**Given task**
Copy out the material below line for line, without changing a word, and omit the pictures from your copy.
--- start ---
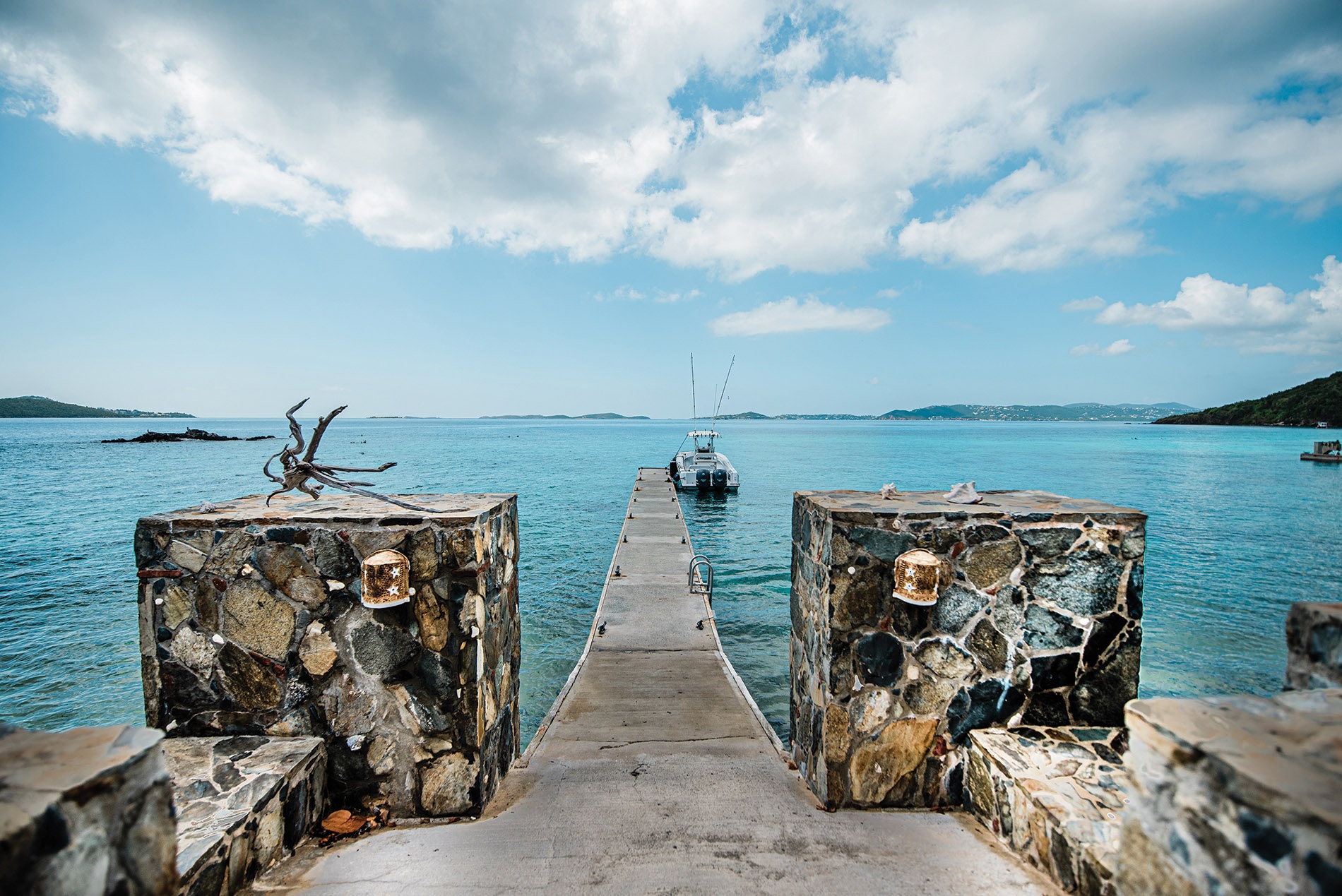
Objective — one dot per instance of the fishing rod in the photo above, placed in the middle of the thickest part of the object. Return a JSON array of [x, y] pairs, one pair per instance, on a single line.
[[694, 407], [721, 395]]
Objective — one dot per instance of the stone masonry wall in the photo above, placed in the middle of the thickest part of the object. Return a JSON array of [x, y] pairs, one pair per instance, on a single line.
[[1236, 796], [1314, 647], [251, 623], [1042, 626], [86, 811]]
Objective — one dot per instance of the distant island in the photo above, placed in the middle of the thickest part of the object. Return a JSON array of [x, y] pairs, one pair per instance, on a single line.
[[1305, 405], [1083, 411], [40, 407], [563, 416]]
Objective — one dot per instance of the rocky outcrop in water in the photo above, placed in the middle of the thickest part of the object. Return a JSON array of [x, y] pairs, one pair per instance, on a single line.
[[191, 435]]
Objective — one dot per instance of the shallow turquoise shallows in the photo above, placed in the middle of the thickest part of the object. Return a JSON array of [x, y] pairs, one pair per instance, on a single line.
[[1239, 529]]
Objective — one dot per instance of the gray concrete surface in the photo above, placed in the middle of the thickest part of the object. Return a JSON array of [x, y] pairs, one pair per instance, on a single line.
[[655, 773]]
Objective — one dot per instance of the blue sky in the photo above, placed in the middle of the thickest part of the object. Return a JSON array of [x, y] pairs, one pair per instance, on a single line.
[[544, 208]]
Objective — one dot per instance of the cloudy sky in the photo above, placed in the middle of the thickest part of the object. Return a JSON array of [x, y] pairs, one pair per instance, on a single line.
[[544, 207]]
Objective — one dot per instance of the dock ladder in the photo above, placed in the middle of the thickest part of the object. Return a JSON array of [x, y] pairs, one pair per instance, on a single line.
[[701, 577]]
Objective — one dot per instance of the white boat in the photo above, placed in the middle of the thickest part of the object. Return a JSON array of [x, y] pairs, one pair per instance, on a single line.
[[703, 468]]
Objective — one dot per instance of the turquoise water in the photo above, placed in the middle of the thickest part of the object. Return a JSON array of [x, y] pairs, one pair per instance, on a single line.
[[1239, 529]]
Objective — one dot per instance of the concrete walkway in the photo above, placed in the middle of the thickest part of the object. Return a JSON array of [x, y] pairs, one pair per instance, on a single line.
[[655, 773]]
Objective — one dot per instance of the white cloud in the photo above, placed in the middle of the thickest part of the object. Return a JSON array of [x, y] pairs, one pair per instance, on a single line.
[[1257, 320], [662, 297], [1055, 131], [1120, 347], [791, 316]]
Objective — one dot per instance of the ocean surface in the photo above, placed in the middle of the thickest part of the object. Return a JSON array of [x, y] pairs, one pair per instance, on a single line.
[[1239, 529]]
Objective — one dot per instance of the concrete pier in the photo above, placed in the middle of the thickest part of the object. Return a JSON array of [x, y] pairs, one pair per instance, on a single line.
[[655, 772]]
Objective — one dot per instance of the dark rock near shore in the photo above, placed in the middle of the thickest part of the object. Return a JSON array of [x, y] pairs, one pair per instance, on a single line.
[[191, 435]]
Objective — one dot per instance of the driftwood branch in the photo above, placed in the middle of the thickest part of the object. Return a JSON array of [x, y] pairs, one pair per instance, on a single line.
[[298, 467]]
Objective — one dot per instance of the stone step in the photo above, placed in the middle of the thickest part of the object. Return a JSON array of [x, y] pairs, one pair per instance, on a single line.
[[86, 811], [242, 802], [1055, 797]]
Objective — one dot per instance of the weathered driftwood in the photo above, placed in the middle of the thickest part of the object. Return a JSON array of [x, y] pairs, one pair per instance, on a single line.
[[299, 467]]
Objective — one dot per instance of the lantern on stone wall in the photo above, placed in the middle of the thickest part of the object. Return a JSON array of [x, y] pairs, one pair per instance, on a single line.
[[920, 575], [387, 580]]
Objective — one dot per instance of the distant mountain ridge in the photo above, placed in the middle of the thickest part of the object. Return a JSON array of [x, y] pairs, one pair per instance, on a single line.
[[40, 407], [1305, 405], [1081, 411]]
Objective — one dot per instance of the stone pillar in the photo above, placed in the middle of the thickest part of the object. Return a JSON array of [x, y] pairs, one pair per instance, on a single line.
[[86, 811], [251, 623], [1236, 796], [1314, 647], [1042, 624]]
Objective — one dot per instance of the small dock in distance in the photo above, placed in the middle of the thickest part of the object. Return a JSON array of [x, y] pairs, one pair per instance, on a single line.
[[1328, 453], [655, 772]]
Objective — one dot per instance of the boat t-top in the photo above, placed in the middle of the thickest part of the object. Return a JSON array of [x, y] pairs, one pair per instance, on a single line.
[[703, 467]]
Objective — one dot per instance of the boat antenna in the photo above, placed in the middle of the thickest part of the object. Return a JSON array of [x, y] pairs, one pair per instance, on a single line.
[[694, 408], [724, 389]]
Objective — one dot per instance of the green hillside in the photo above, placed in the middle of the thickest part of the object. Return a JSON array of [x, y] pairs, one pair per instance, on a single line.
[[1306, 405], [40, 407]]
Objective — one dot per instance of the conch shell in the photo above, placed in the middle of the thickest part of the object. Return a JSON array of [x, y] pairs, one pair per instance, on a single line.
[[964, 494]]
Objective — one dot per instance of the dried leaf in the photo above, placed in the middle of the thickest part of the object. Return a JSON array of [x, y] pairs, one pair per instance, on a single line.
[[343, 823]]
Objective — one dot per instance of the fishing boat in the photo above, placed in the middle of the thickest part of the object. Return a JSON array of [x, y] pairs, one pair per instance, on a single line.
[[703, 467]]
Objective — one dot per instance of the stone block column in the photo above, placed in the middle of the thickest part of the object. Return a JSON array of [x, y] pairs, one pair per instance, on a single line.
[[1236, 796], [1039, 624], [251, 621]]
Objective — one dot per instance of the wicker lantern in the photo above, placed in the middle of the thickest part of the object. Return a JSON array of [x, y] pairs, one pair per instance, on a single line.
[[387, 580], [920, 577]]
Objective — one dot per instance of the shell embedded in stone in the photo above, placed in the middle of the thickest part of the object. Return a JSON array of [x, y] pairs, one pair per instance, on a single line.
[[964, 494]]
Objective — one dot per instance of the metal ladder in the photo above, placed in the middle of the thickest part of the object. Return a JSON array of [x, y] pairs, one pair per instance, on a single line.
[[701, 583]]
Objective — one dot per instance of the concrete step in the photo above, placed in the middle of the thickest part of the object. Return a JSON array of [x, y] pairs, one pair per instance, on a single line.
[[242, 802]]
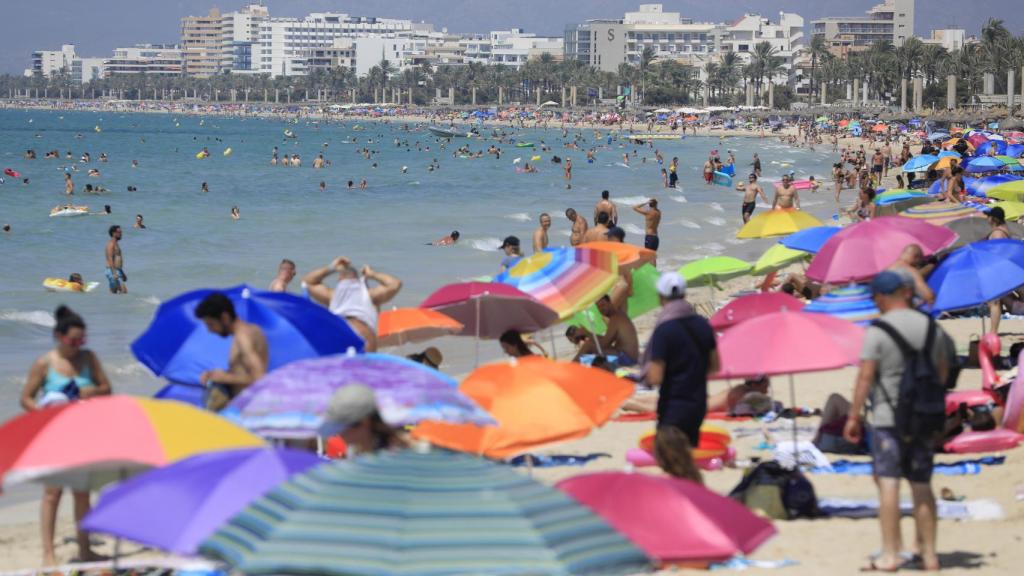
--- end ---
**Response**
Objective — one dot per instance of the fishing rod in the photo above, placed in the middle of the thickest part of the object. Return a JSON array of [x, y] pairs, one pair per instance, on a single line.
[[694, 407], [721, 395]]
Objective — one dot per instance of the stone masonry wall in the photo above, placed in the middle of the thickest part of the object. Return a JSON array of [x, y] pairs, one pair per instance, on a single line.
[[1236, 796], [1314, 647], [251, 623], [1042, 626], [86, 811]]
Objective — one dot per instance of the distant island in the photo above, placed in the middle of the thickest part of the object. Return a JSON array of [x, y] pairs, one pair per instance, on a single line.
[[1305, 405], [1083, 411], [40, 407], [563, 416]]
Objective — one dot per instance of the rocky outcrop in water in the photo above, placed in the middle of the thickest part of the object. Return a JSON array of [x, y] pairs, one pair per instance, on a single line.
[[191, 435]]
Objective — one dot per instance of the shallow turquoise shallows in the photo above, placed in the middle of the thickest part of the object. Return a JSON array of [x, y] pairs, one pair per instance, on a single line.
[[1239, 529]]
Objective — one dot per instance of the gray concrete surface in the photo above, placed in the middle of the thickest part of the object. Return a JSON array of [x, y] pairs, one pair per instance, on a single line.
[[655, 773]]
Objective — one dot per instance of the blue sky in the photo above, placed in the middle of the thickest part of the object. Return a JSON array of [x, y] pairs, one pair per instance, on a single line.
[[544, 208]]
Objective — one dot per instance of the cloudy sky in the photo above, placed in the middle of the thickest part of the object. Return a JSON array of [x, y] pairs, one pair per instance, on a single line.
[[544, 207]]
Objective — one dot per instance of the dock ladder in the photo above, placed in the middle of the thickest part of the object. Return a JSON array of [x, y] pairs, one pair per instance, on a single line.
[[701, 577]]
Objective — one dot per instance of the white boat in the photo above, placed in the middle of the thickest part of the object. Return a JSON array of [x, y] pairs, one pair per instance, on a single line.
[[703, 468]]
Objective — one dot per instance of the turquoise water in the photo above, placed in the middle of the thickest part of the object. Return a JSON array of [x, y] pairs, one pair per instance, on a single line.
[[1239, 529]]
Objective — one dot per instance of the concrete walkway in the photo above, placed in the middle of the thickest part of the object. Return a JSON array of [x, y] pairs, one pair per instance, on a single line.
[[655, 773]]
Objective — one dot per instance of the white cloud in the photo above, placed in the middle of the thickest part of the object. Return a JSON array of [x, y] pairs, one pair per instance, on a single line.
[[1257, 320], [662, 297], [1055, 131], [1120, 347], [791, 316]]
Objective — one dot per instance of the ocean surface in the photo above, placed in the middle of the thickest part of the object. Return a JSON array of [x, y] pairs, one pair per instance, on a single line.
[[1239, 529]]
Objective — one dot per instance of the concrete pier in the photo above, placed in the middle of the thickest part of the object. Return a JSON array of [x, y] pairs, one pair per instance, on a single line.
[[655, 772]]
Objective — one dot per instance of the dark rock near shore in the photo above, placed in the middle of the thickest part of the object. Return a JSON array of [x, y] pairs, one pair per instance, on a single line.
[[191, 435]]
Objective — one dot per instance of the driftwood branch in the photo above, placed in the middle of the thickest part of the object. Return a JSON array of [x, y] pairs, one pair per instance, on a single line.
[[298, 467]]
Objective — one dot per instance of the stone step in the photo above, placed in the middle of the thickest part of the object. Return a JSON array of [x, y] pairs, one pair per instance, on a single line.
[[86, 811], [242, 802], [1055, 797]]
Objective — one dot per instance of the weathered driftwood in the photo above, placed in the middle of the thickest part of the object. Return a JSON array of [x, y] pairs, one pair per instance, on a single line.
[[299, 467]]
Objective — one dot per instance of the lantern on stone wall in the photo above, placed in the middle of the thickest part of the object. Return a JSON array of [x, y] pairs, one pair per instance, on a single line.
[[920, 575], [387, 580]]
Objective — one dot per instance of the distant mountain ridge in the photo above, placed in the middle of the thickest part of the object. Return a JSON array of [x, y] pairs, one pair per instance, on a single line.
[[40, 407], [1305, 405], [1081, 411]]
Objective — one dot per instance of the stone pillar in the photo above, placed in the middle of the thickest part of the object. Return a JSON array of [x, y] pairs, one pair per instance, on a single line.
[[86, 811], [251, 623], [1236, 796], [1314, 647], [1042, 624]]
Objective — one dot per instance of the small dock in distance in the photo above, placed in the middle of the thickest part of the object. Return a JSON array of [x, y] pairs, one pair per instance, on a single line.
[[1328, 453], [655, 772]]
Objective — one dot per instance of the boat t-top in the photo above, placed in the middle of the thickest part of the object. Return a JSON array of [x, y] pairs, one pair per instance, on a single line.
[[703, 467]]
Objective — one dot per instance of the boat antenna in the photo above, placed in the middle of the thickest part of the object. Return a JSON array of [x, y] pairs, one pair per instance, on a single line.
[[694, 408], [724, 389]]
Objective — one dot per instance of the green hillside in the photo above, placed in the middle of the thickest part of the object. Return a JSON array of [x, y] pairs, one pair per instance, on a single line.
[[1306, 405], [40, 407]]
Objective — one dot per instance of the conch shell in the photo above, placed in the middle of the thickest part of the object. Return a JSON array of [x, y] pairs, one pair per instance, on a single line.
[[964, 494]]
Objective — one dot per instance of the dried leaf in the photo above, placed in the middle of the thickest part of the object. Return a JSON array of [x, y] pairs, one pair per instance, on a single line.
[[343, 823]]
Objective — one dot per instance of the fishing boat in the photo above, placed in the middle of the thickest part of the object. Return a JSON array of [x, y] pairs, one pair per instance, on a single line.
[[703, 467]]
Objective — one dot per instance of the stone block column in the photo above, placed in the middle of the thickest part of the object. Return a JSON array of [x, y] pairs, one pair per instance, on a single line.
[[1236, 796], [1039, 624], [251, 621]]
Objective — one dot per instance of the wicker lantern in the photo above, placed in the middle of the thickest part of the object. Return a JSON array of [x, y] pairs, one pair per instance, on a single line.
[[387, 580], [920, 577]]
Objective — one dot per instance of the shell embedded in stone in the photo above, placed in the middle of the thickest part of the object. Return a JSON array of [x, y] pairs, one pair per instance, on a single line.
[[964, 494]]
Objective — one dot per instance of the metal ladder in the photo above, placed in the middle of the thickest part of the object. Return a JSON array of [x, y] pairs, one pair per instance, on a single line.
[[701, 583]]
Objective — one dot per instance of the concrete step in the photo above, placed in the middle of the thickest part of the object. Return a JSON array of [x, y] pairs, one pair per instance, on a single line.
[[242, 802]]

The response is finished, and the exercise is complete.